== PASSAGE EXTRAIT
1. La comparaison entre citations redoublées au sein même des
Deipnosophistes permet d’esquisser une réponse à la question suivante : les
citations non textuelles consistent-elles seulement à faire passer au style indirect
les mots de Théopompe ? Deux indices peuvent nous guider: la reformulation en
d’autres termes, d’une part, les changements affectant l’ordre de l’énoncé, d’autre
part.
a. La reformulation
Athénée se contente-t-il de faire passer au style indirect les mots de
Théopompe ou reformule-t-il avec ses propres mots? Il est des cas de citations
non textuelles où il s’est borné à reproduire au style direct les mots de
Théopompe : on trouve en effet en deux passages distincts une même citation
formulée dans les mêmes termes, une fois au style direct (citation textuelle),
l’autre au style indirect (citation non textuelle).
X, 443b : Ἀρδιαῖοι δέ, φησί, κέκτηνται προσπελατῶν ὥσπερ εἱλώτων
τριάκοντα μυριάδας.
====
== MATÉRIEL EXTRAIT
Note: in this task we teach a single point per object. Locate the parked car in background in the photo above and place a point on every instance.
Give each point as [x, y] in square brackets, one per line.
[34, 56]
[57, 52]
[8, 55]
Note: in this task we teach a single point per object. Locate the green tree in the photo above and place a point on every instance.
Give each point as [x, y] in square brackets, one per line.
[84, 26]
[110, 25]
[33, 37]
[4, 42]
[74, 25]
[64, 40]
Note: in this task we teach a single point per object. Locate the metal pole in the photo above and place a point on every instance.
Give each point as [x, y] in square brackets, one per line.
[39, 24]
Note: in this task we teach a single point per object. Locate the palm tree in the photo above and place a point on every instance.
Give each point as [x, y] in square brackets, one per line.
====
Dans le passage sur les citations de Théopompe chez Athénée, quels deux indices sont présentés comme pouvant guider la réponse à la question posée ?

La reformulation en d'autres termes et les changements affectant l'ordre de l'énoncé.